Entries from an annotation dataset:
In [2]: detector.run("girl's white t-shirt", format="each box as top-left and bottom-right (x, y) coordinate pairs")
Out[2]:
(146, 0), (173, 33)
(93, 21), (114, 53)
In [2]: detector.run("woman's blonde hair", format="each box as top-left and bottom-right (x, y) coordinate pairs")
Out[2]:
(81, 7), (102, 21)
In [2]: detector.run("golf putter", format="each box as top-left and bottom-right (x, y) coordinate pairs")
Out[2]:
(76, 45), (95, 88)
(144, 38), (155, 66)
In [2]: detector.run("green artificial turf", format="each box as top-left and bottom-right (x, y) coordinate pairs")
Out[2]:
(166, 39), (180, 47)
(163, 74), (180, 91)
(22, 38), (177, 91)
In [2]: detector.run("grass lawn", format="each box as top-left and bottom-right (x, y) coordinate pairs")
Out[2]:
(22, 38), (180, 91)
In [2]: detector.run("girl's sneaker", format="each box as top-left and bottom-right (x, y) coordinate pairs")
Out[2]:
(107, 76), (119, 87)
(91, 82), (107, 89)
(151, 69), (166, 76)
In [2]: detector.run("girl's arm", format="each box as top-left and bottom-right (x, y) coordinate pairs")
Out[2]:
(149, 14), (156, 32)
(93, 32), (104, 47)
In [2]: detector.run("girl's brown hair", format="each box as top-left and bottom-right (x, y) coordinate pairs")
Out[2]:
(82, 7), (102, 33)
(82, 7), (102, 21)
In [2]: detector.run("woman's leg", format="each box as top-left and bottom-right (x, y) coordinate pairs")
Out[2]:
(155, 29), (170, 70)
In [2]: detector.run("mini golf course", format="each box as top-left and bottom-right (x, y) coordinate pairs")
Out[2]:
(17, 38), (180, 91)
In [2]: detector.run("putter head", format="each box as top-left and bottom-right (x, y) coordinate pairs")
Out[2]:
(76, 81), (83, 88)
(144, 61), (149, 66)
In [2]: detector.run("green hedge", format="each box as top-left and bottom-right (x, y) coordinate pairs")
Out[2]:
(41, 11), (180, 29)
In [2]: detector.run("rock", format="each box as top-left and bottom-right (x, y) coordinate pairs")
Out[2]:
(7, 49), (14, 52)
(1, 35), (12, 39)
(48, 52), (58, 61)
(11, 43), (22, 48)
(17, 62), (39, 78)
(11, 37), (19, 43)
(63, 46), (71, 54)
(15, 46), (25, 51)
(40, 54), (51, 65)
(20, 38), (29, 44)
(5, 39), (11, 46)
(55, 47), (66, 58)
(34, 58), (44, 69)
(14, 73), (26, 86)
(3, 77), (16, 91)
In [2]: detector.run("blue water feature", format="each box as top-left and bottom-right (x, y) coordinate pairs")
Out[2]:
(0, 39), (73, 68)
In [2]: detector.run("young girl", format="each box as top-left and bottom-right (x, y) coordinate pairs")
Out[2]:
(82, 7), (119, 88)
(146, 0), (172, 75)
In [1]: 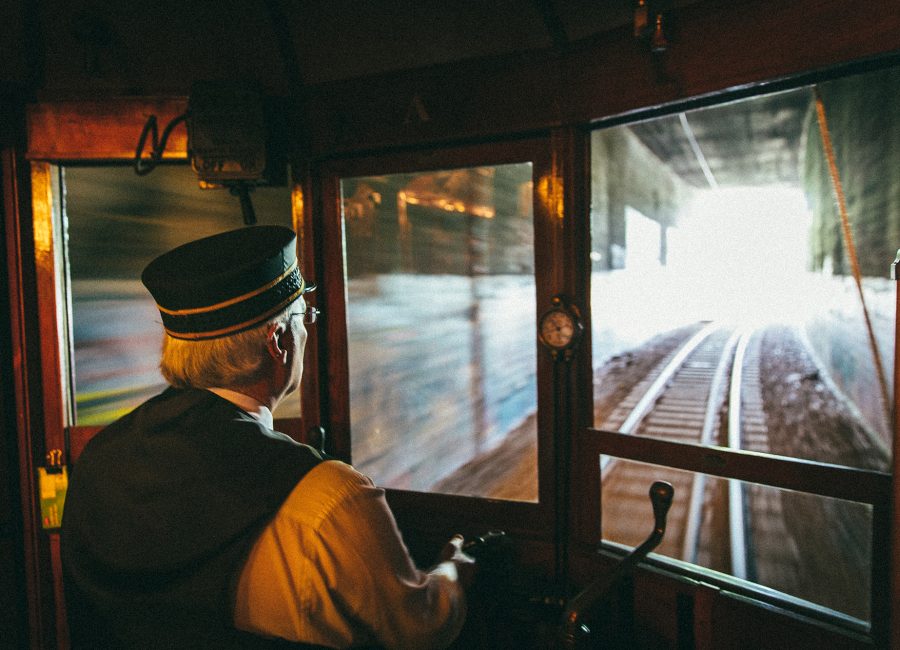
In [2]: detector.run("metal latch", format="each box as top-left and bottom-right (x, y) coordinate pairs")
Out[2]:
(38, 449), (69, 530)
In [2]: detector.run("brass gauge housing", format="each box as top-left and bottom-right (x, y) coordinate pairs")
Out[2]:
(538, 296), (584, 361)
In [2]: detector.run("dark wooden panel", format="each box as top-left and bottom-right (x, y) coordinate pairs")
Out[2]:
(28, 97), (187, 161)
(307, 0), (900, 156)
(711, 591), (876, 650)
(579, 429), (891, 505)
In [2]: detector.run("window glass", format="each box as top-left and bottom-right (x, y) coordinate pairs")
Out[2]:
(591, 69), (900, 618)
(602, 457), (872, 621)
(591, 69), (900, 471)
(341, 163), (537, 501)
(64, 165), (300, 426)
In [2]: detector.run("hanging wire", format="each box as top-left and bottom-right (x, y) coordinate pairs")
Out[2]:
(134, 112), (188, 176)
(813, 86), (892, 426)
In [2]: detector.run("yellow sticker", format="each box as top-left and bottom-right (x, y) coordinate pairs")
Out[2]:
(38, 466), (69, 530)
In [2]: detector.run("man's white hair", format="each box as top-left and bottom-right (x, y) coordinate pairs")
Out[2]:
(159, 303), (295, 388)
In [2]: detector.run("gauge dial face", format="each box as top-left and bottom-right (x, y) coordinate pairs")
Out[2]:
(541, 309), (575, 350)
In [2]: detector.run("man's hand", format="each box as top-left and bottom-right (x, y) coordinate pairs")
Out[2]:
(440, 535), (476, 587)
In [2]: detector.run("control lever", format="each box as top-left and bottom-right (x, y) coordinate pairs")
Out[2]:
(561, 481), (675, 648)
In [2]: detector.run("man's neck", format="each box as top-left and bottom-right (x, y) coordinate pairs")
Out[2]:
(208, 387), (274, 429)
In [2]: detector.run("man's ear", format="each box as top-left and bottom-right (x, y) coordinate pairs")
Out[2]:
(266, 323), (288, 363)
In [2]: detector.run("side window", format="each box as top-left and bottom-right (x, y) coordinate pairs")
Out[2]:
(62, 165), (300, 426)
(591, 70), (900, 621)
(340, 162), (538, 502)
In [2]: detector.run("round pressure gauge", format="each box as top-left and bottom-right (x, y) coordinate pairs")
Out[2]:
(538, 296), (583, 358)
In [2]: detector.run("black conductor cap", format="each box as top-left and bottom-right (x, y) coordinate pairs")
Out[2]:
(141, 226), (316, 340)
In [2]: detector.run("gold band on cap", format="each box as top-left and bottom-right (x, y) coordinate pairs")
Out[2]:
(156, 260), (298, 316)
(163, 282), (306, 341)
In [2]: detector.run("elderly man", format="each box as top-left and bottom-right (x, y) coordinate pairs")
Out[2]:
(62, 226), (473, 648)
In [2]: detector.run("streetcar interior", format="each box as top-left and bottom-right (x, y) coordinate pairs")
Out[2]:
(0, 0), (900, 648)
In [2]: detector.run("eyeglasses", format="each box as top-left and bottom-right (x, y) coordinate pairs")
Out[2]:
(291, 307), (322, 325)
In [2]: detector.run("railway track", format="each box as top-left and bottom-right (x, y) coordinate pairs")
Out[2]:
(601, 323), (790, 579)
(599, 323), (872, 620)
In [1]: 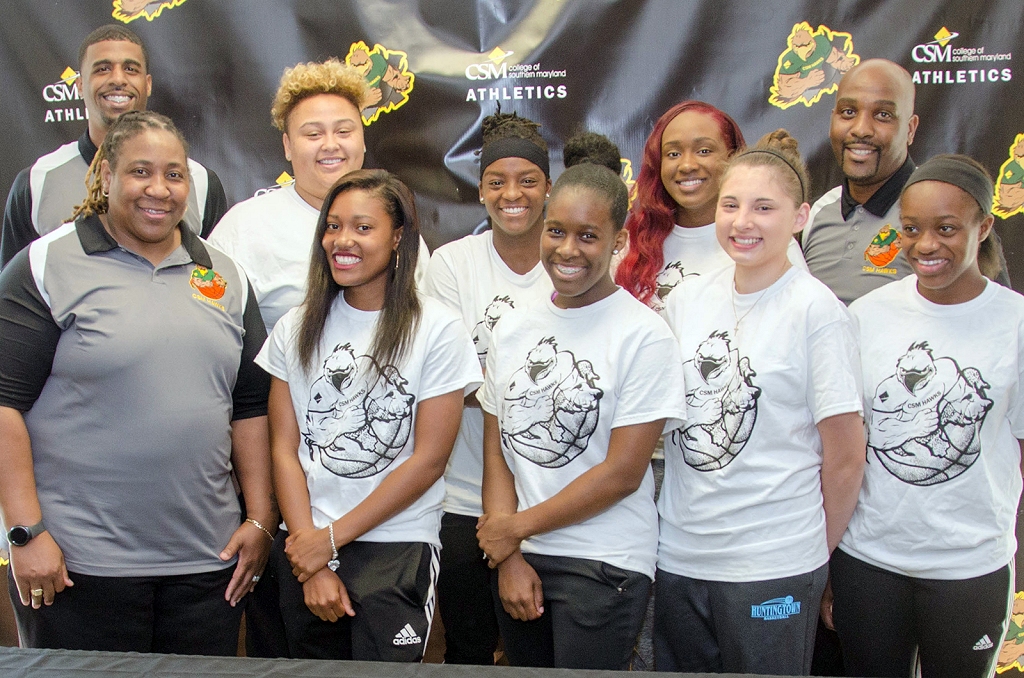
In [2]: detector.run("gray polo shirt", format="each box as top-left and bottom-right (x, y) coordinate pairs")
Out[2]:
(0, 217), (269, 577)
(803, 158), (914, 305)
(0, 130), (227, 266)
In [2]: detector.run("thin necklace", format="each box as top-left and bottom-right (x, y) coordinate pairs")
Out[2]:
(729, 281), (774, 339)
(729, 266), (790, 339)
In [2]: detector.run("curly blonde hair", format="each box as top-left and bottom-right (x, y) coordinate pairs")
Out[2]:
(270, 57), (369, 132)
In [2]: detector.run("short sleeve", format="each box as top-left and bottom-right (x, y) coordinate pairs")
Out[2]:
(476, 317), (504, 416)
(611, 331), (686, 431)
(207, 208), (239, 259)
(419, 312), (482, 402)
(201, 168), (227, 238)
(807, 308), (864, 425)
(256, 306), (300, 382)
(423, 252), (462, 312)
(1007, 325), (1024, 439)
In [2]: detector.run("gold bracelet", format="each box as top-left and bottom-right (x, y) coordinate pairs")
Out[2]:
(246, 518), (273, 542)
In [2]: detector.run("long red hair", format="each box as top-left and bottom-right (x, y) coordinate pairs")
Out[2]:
(615, 100), (745, 303)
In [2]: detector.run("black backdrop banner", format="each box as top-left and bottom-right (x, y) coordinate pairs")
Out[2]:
(6, 0), (1024, 670)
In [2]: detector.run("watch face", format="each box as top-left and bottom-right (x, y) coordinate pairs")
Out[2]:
(7, 525), (32, 546)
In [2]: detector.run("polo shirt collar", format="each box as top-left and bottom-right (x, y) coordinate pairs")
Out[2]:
(78, 129), (99, 165)
(843, 156), (916, 221)
(75, 214), (213, 268)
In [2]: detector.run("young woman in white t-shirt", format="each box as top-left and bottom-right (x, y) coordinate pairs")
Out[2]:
(822, 156), (1024, 678)
(257, 170), (480, 662)
(654, 130), (864, 675)
(613, 100), (744, 310)
(424, 113), (551, 665)
(477, 164), (685, 669)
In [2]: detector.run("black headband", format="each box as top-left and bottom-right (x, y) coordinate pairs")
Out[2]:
(743, 149), (807, 203)
(480, 136), (551, 178)
(903, 156), (994, 214)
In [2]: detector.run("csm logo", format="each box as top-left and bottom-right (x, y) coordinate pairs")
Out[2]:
(910, 26), (959, 63)
(466, 47), (513, 80)
(43, 66), (82, 102)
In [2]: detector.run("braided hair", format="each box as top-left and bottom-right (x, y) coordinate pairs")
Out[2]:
(71, 111), (188, 220)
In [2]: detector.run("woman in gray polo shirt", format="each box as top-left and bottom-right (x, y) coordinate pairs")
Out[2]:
(0, 112), (275, 654)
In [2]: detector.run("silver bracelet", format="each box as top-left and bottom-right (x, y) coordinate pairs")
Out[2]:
(327, 522), (341, 573)
(246, 518), (273, 542)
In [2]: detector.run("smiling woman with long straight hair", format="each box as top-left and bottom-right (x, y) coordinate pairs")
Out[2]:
(822, 156), (1024, 678)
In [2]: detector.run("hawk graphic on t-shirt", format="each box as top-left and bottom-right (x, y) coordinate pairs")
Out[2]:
(501, 337), (604, 468)
(671, 332), (761, 471)
(473, 294), (515, 368)
(653, 261), (696, 308)
(302, 344), (416, 478)
(867, 341), (992, 485)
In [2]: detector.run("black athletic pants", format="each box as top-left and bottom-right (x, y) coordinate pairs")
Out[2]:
(8, 565), (243, 656)
(437, 513), (498, 665)
(830, 549), (1014, 678)
(270, 529), (438, 662)
(492, 553), (650, 671)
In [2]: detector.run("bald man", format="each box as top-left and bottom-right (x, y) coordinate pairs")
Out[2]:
(803, 58), (918, 304)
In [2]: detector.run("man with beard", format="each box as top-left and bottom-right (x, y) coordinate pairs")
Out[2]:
(0, 24), (227, 266)
(803, 58), (918, 304)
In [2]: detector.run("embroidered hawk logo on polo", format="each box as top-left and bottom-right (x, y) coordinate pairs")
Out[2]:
(501, 337), (604, 468)
(671, 332), (761, 471)
(864, 223), (903, 273)
(188, 264), (227, 299)
(302, 344), (416, 478)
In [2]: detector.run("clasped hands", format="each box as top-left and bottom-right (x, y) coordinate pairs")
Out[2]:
(285, 527), (355, 622)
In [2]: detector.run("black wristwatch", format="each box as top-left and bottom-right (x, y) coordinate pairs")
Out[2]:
(7, 520), (46, 546)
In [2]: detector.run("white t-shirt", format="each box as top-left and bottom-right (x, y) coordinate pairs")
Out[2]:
(616, 223), (807, 312)
(477, 289), (686, 579)
(840, 276), (1024, 580)
(423, 230), (553, 515)
(657, 267), (861, 582)
(208, 183), (430, 334)
(256, 294), (481, 546)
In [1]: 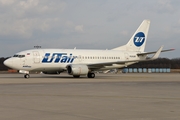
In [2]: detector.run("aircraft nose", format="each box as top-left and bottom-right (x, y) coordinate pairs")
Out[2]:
(4, 59), (13, 67)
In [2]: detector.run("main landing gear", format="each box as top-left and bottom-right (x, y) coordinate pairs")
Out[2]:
(87, 73), (95, 78)
(24, 74), (30, 79)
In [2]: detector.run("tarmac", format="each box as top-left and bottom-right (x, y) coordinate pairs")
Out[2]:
(0, 73), (180, 120)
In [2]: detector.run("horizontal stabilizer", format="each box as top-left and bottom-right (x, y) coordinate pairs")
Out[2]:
(137, 49), (175, 56)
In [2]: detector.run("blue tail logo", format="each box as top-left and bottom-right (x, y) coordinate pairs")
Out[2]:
(134, 32), (145, 47)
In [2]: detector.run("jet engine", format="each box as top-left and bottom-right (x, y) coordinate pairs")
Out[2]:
(42, 71), (61, 74)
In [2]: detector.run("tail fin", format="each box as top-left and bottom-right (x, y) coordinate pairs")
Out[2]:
(113, 20), (150, 52)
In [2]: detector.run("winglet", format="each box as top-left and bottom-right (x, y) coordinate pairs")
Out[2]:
(151, 45), (164, 60)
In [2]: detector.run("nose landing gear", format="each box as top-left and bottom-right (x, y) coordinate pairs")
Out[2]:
(24, 74), (30, 79)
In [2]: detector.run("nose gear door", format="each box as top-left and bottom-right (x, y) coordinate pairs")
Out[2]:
(33, 51), (40, 63)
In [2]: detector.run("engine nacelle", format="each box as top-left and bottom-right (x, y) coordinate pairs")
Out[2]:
(42, 71), (60, 74)
(67, 65), (89, 75)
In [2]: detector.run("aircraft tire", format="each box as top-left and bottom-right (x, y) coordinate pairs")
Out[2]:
(73, 75), (80, 78)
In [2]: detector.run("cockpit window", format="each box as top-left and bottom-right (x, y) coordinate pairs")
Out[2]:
(13, 55), (25, 58)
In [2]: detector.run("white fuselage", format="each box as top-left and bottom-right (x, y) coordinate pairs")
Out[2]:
(4, 49), (140, 71)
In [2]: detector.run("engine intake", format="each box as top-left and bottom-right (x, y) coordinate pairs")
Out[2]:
(67, 65), (89, 75)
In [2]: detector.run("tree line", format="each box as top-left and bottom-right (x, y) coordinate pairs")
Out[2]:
(0, 57), (180, 71)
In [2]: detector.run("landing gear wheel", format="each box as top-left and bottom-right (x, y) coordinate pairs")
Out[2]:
(73, 75), (80, 78)
(24, 74), (30, 79)
(88, 73), (95, 78)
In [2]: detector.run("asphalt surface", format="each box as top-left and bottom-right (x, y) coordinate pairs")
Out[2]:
(0, 73), (180, 120)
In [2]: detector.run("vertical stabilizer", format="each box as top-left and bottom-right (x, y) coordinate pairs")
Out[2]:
(113, 20), (150, 52)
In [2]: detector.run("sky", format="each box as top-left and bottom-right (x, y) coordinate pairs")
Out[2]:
(0, 0), (180, 59)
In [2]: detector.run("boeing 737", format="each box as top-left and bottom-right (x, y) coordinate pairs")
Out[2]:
(4, 20), (173, 78)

* Exercise objective *
Please rewrite the listing between the lines holding "woman in white" and "(867, 341), (992, 485)", inclusive, with "braided hair" changed to "plaited hair" and nothing else altered.

* Result of this exercise *
In [2]: detector.run("young woman in white t-shirt", format="each box as top-left and bottom-right (x, y) coordinate pairs")
Out[2]:
(822, 156), (1024, 678)
(257, 170), (480, 662)
(654, 130), (864, 675)
(613, 100), (744, 310)
(424, 113), (551, 665)
(477, 164), (685, 669)
In [2]: detector.run("black headband", format="each box as top-left and bottom-right (x, y) coordinate pairs")
Out[2]:
(743, 149), (807, 203)
(480, 136), (551, 178)
(903, 156), (994, 214)
In [2]: detector.run("csm logo", format="each box as top-left and bottom-right (x, y) coordinate pairs")
Out[2]:
(910, 26), (959, 63)
(466, 47), (513, 80)
(43, 66), (82, 102)
In [2]: detector.run("plaited hair", format="each box as top-left and bottom-right (x, y) coordinate pairs")
Out[2]:
(71, 111), (188, 220)
In [2]: detector.run("woman in gray polo shirt", format="each box as top-left and bottom-right (x, y) coordinate pairs")
Out[2]:
(0, 112), (275, 654)
In [2]: detector.run("silver bracelet", format="each box as top-left and bottom-right (x, y) coordinate pairs")
Out[2]:
(327, 522), (341, 573)
(246, 518), (273, 542)
In [2]: detector.run("smiling woman with long straight hair", format="each box as top-left and bottom-right (x, y) coordinate pairs")
Out[2]:
(822, 156), (1024, 678)
In [2]: detector.run("hawk graphic on t-shirt", format="each box as top-left and bottom-right (x, y) coordinate pairs")
Out[2]:
(501, 337), (604, 468)
(671, 332), (761, 471)
(473, 294), (515, 368)
(653, 261), (696, 308)
(302, 344), (416, 478)
(867, 341), (992, 485)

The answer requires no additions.